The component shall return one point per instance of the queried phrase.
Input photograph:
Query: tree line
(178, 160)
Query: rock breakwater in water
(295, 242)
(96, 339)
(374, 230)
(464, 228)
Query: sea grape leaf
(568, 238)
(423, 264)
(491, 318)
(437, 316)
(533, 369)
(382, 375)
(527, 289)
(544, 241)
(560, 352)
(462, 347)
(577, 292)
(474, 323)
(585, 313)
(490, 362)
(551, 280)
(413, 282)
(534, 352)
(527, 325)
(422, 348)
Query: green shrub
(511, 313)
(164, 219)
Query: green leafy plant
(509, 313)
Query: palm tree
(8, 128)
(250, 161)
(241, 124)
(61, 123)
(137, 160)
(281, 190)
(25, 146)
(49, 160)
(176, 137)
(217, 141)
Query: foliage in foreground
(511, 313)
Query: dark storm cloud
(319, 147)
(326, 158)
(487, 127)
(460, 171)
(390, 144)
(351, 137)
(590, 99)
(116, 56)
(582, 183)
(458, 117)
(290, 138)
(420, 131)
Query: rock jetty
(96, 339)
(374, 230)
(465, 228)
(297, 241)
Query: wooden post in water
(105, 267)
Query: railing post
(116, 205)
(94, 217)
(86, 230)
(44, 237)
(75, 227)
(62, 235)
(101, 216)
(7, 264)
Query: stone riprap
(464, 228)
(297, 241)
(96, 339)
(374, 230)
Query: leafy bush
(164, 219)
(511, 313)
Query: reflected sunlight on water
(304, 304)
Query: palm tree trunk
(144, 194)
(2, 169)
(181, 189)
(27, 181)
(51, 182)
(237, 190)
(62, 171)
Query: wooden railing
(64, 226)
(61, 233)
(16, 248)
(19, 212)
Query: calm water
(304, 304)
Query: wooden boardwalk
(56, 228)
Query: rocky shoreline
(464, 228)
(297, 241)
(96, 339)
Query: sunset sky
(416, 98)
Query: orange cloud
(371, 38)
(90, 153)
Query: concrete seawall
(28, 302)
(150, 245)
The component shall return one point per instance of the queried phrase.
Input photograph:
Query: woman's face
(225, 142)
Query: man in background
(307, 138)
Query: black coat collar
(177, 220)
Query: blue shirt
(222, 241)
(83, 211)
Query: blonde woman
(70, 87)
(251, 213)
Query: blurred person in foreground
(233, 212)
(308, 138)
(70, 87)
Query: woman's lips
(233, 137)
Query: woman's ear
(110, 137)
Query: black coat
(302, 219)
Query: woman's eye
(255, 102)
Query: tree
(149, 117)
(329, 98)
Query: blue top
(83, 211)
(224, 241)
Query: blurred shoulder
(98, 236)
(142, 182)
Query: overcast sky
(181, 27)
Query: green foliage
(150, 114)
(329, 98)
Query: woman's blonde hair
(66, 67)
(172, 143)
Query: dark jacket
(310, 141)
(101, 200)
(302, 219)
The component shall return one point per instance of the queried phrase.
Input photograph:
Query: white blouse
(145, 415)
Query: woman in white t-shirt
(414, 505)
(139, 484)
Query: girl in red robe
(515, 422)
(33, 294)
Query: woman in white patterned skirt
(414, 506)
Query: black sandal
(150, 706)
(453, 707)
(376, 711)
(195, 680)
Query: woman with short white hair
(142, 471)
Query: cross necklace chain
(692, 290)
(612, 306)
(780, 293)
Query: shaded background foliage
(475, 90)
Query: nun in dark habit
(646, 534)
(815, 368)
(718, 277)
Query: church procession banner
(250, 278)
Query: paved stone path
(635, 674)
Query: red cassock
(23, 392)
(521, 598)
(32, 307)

ASSIGNMENT :: Set down the records again without altering a word.

REPLY TO THE TASK ::
The component shall return one point per instance of the queried phrase.
Input photograph:
Query: tree line
(178, 160)
Query: rock breakwater in water
(295, 242)
(96, 339)
(374, 230)
(464, 228)
Query: sea grape leaf
(568, 238)
(423, 264)
(491, 318)
(437, 316)
(533, 369)
(382, 375)
(527, 289)
(544, 241)
(560, 352)
(462, 347)
(577, 292)
(474, 323)
(585, 313)
(490, 362)
(551, 280)
(413, 282)
(534, 352)
(527, 325)
(422, 348)
Query: green shrub
(511, 313)
(164, 219)
Query: green leafy plant
(509, 313)
Query: palm tree
(8, 128)
(250, 161)
(241, 124)
(61, 123)
(137, 160)
(281, 190)
(25, 146)
(49, 160)
(176, 137)
(217, 141)
Query: foliage in foreground
(511, 313)
Query: dark storm cloud
(319, 147)
(326, 158)
(487, 127)
(460, 171)
(390, 144)
(351, 137)
(590, 99)
(116, 56)
(582, 183)
(458, 117)
(290, 138)
(420, 131)
Query: rock jetty
(96, 339)
(374, 230)
(465, 228)
(297, 241)
Query: wooden post in water
(105, 267)
Query: railing post
(116, 205)
(94, 217)
(86, 230)
(44, 237)
(75, 227)
(62, 235)
(101, 216)
(7, 264)
Query: stone riprap
(464, 228)
(297, 241)
(96, 339)
(374, 230)
Query: leafy bush
(164, 219)
(511, 313)
Query: reflected sunlight on water
(304, 304)
Query: palm tree trunk
(144, 194)
(2, 169)
(181, 189)
(27, 181)
(51, 182)
(237, 190)
(62, 171)
Query: wooden railing
(64, 226)
(61, 233)
(16, 248)
(19, 212)
Query: calm water
(304, 304)
Query: wooden boardwalk
(56, 228)
Query: rocky shoreline
(464, 228)
(297, 241)
(96, 339)
Query: sunset sky
(416, 98)
Query: orange cloud
(371, 38)
(90, 153)
Query: concrete seawall
(28, 302)
(150, 245)
The component shall return one point per instance of the queried phrase.
Input photograph:
Query: woman's face
(225, 142)
Query: man in background
(307, 138)
Query: black coat collar
(177, 220)
Query: blue shirt
(222, 241)
(83, 211)
Query: blonde woman
(70, 87)
(251, 213)
Query: blurred person in foreground
(233, 212)
(308, 138)
(70, 87)
Query: woman's lips
(233, 137)
Query: woman's ear
(110, 137)
Query: black coat
(302, 219)
Query: woman's eye
(255, 102)
Query: tree
(149, 117)
(329, 98)
Query: blue top
(83, 211)
(224, 241)
Query: blurred shoulder
(98, 236)
(142, 182)
Query: overcast sky
(181, 27)
Query: green foliage
(150, 114)
(329, 98)
Query: woman's blonde hair
(66, 67)
(172, 143)
Query: dark jacket
(310, 141)
(101, 200)
(302, 219)
The component shall return one point per instance of the queried phrase.
Input photograph:
Query: white blouse
(145, 415)
Query: woman in white t-shirt
(414, 505)
(139, 484)
Query: girl in red robe
(515, 422)
(33, 294)
Query: woman in white patterned skirt
(414, 506)
Query: black sandal
(150, 706)
(453, 707)
(376, 711)
(195, 680)
Query: woman with short white hair
(142, 471)
Query: cross necklace chain
(692, 290)
(612, 306)
(780, 293)
Query: shaded background foliage
(475, 90)
Query: nun in dark habit
(646, 534)
(815, 368)
(718, 277)
Query: church procession banner
(250, 278)
Query: paved stone path
(635, 674)
Query: red cassock
(23, 392)
(521, 598)
(32, 307)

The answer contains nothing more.